## start Provided records
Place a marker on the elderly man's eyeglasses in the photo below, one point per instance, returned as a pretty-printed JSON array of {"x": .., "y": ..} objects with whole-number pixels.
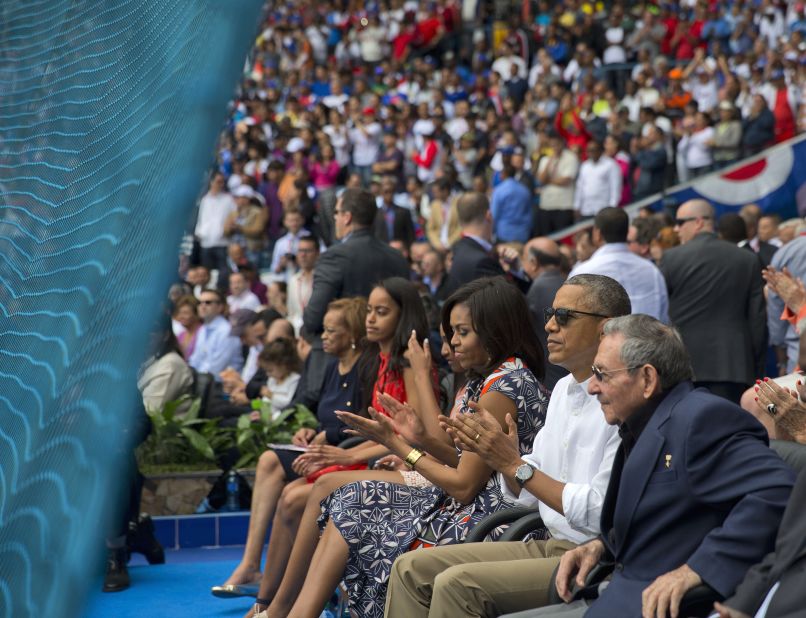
[
  {"x": 601, "y": 375},
  {"x": 561, "y": 315}
]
## end Provided records
> [What to do]: Write out all of the records above word for word, leaving out the pictures.

> [Task response]:
Place a marker on the elderly man's eyeglasses in the photo below, one point per instance, returned as a pretty-printed JSON array of {"x": .., "y": ..} objects with whole-number pixels.
[
  {"x": 601, "y": 375},
  {"x": 561, "y": 315}
]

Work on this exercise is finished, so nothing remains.